#### TASK TO CARRY OUT
Extend the Kevin Kalish biography below by picking up after its final sentence.

#### DOCUMENT EXTRACT
══════════

Kevin Kalish is an American soccer coach and former player who, as of 2018, was serving as head coach of the Saint Louis Billikens men's soccer team.  He played professionally in the National Professional Soccer League.

Youth
In 1995, Kalish graduated from St. Thomas Aquinas-Mercy High School.  During his four-year prep soccer career, Kalish was three-time All State as Aquinas-Mercy won the 1992 and 1993 State Champions.  His senior season, he was the MVP of the Midwest Championship and a Parade Magazine High School All American.  In 1995, Kalish entered the University of Connecticut where he was a two-year starter on the men's soccer team.  He played defender as well as attacking and holding midfield.  Following his senior season, he transferred to St. Louis University.  He finished his collegiate career with two season as a Billiken.  He was a 1998 First Team All American.  He graduated in 1999 with a bachelor's degree in marketing.  In 2007, St. Louis University inducted Kalish into its Athletic Hall of Fame.  During his collegiate career, Kalish continued to play club soccer with Scott Gallagher, winning the 1998 U-23 National Championship with them.

══════════

#### MATERIAL SUPPLIED

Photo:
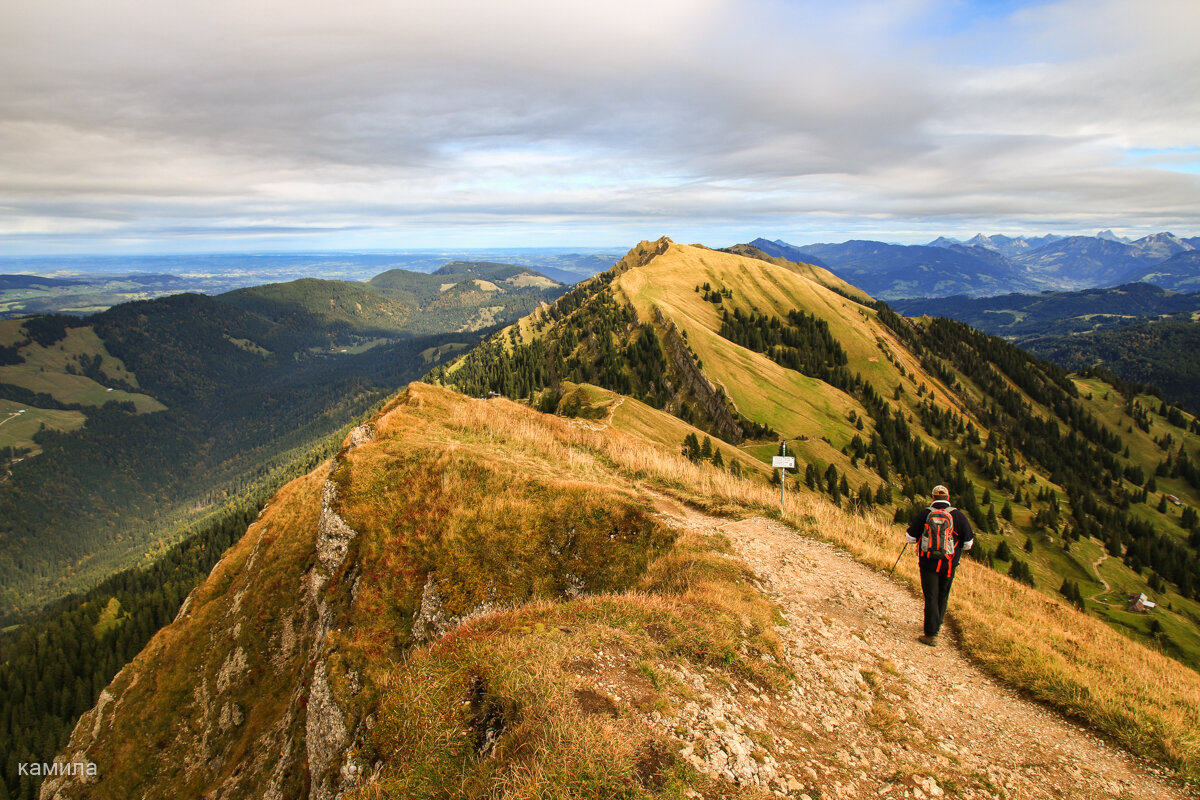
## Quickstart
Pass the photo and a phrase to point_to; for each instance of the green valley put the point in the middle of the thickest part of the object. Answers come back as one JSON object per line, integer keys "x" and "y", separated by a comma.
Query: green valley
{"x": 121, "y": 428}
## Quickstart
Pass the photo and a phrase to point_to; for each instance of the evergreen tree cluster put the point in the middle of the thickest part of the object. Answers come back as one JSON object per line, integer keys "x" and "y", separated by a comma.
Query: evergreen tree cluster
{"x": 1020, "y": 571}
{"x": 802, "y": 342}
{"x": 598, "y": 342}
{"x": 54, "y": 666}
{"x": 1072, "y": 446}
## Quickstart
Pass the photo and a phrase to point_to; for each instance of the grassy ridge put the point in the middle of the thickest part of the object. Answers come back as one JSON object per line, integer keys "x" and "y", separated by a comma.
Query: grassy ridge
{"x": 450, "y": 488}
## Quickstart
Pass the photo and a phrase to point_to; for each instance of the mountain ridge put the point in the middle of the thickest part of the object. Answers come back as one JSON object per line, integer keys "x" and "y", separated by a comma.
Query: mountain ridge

══════════

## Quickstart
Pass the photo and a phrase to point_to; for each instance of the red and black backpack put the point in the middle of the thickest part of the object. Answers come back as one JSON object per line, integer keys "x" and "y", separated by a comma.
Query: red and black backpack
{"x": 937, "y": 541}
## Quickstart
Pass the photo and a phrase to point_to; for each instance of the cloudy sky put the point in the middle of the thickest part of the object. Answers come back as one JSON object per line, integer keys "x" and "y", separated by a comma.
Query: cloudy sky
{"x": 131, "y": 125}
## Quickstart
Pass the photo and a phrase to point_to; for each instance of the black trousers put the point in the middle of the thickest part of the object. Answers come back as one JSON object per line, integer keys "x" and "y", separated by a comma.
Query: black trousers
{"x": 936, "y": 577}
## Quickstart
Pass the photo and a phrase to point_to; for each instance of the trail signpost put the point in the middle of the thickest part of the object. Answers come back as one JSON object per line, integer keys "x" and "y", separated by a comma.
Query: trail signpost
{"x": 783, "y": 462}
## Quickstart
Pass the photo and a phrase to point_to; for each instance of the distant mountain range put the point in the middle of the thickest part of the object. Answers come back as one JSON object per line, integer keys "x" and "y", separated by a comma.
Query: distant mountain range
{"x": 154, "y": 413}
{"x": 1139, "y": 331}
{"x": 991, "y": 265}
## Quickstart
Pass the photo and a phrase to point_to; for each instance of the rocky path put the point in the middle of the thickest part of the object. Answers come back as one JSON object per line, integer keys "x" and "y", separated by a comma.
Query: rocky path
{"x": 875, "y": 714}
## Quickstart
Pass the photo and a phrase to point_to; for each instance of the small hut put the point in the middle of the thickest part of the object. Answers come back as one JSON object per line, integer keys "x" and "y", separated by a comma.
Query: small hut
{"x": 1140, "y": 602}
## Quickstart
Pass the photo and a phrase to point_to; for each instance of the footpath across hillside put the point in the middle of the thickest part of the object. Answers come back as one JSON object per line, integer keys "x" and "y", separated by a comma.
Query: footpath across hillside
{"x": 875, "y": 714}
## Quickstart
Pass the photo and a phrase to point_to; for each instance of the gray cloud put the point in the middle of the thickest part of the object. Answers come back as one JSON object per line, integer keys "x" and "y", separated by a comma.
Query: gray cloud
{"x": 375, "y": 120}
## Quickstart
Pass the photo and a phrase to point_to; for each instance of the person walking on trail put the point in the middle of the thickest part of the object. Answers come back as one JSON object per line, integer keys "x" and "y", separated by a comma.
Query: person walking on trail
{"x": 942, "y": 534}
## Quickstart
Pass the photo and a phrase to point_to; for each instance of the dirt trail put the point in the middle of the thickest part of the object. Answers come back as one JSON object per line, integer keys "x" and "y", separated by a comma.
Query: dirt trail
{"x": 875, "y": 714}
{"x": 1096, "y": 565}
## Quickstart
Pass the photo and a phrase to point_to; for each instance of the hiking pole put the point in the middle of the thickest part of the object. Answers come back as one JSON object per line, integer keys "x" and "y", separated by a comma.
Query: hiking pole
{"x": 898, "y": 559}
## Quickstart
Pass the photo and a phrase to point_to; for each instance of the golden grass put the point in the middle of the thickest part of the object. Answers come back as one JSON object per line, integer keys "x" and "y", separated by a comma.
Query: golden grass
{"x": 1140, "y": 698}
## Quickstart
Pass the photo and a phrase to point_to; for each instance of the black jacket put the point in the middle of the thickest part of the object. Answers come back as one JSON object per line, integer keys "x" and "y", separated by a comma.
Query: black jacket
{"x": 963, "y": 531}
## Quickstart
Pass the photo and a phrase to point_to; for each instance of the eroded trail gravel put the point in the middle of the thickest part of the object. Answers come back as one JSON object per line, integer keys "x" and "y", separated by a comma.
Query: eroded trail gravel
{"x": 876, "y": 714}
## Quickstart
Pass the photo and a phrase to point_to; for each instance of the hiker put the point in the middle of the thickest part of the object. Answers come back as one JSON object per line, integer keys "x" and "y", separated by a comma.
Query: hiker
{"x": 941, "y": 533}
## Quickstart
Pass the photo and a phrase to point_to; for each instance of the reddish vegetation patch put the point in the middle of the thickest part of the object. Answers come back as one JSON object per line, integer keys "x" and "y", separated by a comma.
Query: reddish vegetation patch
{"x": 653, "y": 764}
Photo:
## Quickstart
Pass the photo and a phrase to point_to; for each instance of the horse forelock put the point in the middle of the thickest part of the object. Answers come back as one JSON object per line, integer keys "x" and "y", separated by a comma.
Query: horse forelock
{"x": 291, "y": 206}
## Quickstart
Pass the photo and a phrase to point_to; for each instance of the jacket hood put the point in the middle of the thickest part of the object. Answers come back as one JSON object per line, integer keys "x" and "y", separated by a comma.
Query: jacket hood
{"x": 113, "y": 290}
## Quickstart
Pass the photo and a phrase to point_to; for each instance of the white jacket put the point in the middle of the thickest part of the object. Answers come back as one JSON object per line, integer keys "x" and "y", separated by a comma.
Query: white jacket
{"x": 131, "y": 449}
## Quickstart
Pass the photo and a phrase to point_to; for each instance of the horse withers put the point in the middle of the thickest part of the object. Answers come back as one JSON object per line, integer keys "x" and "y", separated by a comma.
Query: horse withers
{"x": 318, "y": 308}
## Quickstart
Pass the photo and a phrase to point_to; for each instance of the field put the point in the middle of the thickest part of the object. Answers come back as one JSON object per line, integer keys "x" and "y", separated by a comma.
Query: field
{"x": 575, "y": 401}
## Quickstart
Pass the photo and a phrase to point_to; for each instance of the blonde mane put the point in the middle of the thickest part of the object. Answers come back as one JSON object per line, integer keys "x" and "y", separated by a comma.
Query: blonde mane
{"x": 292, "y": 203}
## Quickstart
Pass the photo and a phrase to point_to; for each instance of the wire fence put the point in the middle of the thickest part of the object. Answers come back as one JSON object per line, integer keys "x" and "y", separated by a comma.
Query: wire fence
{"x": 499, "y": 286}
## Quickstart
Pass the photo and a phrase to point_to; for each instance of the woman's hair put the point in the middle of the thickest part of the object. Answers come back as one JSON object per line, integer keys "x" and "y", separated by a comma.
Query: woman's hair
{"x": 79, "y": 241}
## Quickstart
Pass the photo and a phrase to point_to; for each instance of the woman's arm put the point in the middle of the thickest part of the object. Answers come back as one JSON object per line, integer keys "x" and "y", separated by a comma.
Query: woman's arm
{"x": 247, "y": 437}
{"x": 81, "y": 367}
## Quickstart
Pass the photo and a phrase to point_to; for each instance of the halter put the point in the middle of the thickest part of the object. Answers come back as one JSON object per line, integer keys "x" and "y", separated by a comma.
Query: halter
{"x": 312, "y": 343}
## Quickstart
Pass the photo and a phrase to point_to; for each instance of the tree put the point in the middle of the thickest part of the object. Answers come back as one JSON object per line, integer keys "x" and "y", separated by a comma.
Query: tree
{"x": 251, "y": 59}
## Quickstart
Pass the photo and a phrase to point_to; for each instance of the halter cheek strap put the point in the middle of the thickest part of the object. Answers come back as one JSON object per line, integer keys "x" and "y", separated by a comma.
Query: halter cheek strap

══════════

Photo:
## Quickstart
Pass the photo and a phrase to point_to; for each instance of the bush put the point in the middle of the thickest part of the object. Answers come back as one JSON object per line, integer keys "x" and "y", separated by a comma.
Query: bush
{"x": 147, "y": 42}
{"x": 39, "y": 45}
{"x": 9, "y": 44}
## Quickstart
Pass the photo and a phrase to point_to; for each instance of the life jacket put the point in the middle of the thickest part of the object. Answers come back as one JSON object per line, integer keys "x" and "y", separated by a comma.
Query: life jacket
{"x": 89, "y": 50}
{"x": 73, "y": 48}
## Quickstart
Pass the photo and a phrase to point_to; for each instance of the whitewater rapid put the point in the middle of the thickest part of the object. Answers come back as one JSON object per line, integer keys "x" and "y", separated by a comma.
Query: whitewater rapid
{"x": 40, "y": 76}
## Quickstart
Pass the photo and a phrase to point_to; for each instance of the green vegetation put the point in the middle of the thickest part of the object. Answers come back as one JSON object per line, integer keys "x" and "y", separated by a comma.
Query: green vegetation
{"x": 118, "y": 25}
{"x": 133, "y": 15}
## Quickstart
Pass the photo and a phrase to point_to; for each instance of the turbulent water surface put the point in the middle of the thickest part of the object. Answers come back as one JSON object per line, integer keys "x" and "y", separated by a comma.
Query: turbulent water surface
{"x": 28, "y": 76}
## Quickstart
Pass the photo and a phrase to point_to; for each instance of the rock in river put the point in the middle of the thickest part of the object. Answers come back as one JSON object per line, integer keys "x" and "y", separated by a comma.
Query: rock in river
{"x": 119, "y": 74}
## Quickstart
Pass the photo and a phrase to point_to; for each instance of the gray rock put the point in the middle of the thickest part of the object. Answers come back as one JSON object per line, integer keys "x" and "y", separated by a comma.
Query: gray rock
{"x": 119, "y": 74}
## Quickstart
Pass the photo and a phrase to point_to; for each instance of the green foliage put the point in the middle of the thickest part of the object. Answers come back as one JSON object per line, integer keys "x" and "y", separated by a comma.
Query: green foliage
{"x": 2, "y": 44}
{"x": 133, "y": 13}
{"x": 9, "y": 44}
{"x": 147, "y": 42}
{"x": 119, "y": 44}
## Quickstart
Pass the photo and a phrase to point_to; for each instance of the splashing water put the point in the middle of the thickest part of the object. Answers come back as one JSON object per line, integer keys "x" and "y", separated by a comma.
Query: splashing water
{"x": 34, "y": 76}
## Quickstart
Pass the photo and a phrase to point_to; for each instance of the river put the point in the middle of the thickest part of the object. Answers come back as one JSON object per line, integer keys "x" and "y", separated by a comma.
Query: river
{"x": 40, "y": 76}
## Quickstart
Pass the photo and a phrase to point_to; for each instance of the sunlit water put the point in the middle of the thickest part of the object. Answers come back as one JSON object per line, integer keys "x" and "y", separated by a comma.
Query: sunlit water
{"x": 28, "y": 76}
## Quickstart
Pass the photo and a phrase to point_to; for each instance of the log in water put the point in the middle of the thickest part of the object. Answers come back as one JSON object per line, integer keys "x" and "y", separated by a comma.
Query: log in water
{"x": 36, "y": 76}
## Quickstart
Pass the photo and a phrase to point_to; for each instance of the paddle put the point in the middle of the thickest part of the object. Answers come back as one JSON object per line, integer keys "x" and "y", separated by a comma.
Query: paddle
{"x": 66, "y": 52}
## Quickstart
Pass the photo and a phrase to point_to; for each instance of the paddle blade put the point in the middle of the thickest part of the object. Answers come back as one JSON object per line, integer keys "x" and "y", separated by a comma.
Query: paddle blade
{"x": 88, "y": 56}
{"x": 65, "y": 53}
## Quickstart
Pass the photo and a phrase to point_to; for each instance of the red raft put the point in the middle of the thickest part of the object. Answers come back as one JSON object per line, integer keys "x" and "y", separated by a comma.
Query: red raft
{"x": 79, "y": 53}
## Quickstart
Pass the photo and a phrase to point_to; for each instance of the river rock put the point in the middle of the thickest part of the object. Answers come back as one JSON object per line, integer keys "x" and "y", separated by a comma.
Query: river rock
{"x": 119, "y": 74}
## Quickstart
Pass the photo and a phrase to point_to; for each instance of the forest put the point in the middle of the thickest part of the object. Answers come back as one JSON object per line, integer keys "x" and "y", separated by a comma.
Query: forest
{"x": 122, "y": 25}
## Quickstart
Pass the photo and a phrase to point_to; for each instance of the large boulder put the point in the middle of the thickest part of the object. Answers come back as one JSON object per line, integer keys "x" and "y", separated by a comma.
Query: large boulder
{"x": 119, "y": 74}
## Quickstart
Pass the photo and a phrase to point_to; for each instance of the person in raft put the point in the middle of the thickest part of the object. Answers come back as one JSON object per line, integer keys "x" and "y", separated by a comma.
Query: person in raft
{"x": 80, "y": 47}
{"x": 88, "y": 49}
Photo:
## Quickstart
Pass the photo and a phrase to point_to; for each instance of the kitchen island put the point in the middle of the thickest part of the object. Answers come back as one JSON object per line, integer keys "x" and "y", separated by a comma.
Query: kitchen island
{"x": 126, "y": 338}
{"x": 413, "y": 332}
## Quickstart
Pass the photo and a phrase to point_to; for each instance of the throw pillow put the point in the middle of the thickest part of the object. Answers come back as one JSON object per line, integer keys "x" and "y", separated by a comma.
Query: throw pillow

══════════

#### TASK ANSWER
Professional
In 1998, the St. Louis Ambush of the National Professional Soccer League drafted Kalish.  He did not sign with them.  On February 8, 1999, the Kansas City Wizards selected Kalish in the third round (26th overall) of the 1999 MLS College Draft.  The Nashville Metros also drafted Kalish.  On November 16, 1999, Kalish signed with the Ambush. When the Ambush folded at the end of the season, Kalish moved to the Buffalo Blizzard.  On January 26, 2001, the Blizzard traded Kalish to the Kansas City Attack for Chris Handsor.

Coach
In 1999, Kalish served as an assistant coach with the Saint Louis Billikens.  In 2000, he moved to Southern Illinois University Edwardsville as an assistant.  In 2008, he became the Cougars' head coach.

On December 6, 2013, he resigned to assume a position with the St. Louis Scott Gallagher Soccer Club that would allow him to spend more time with his family.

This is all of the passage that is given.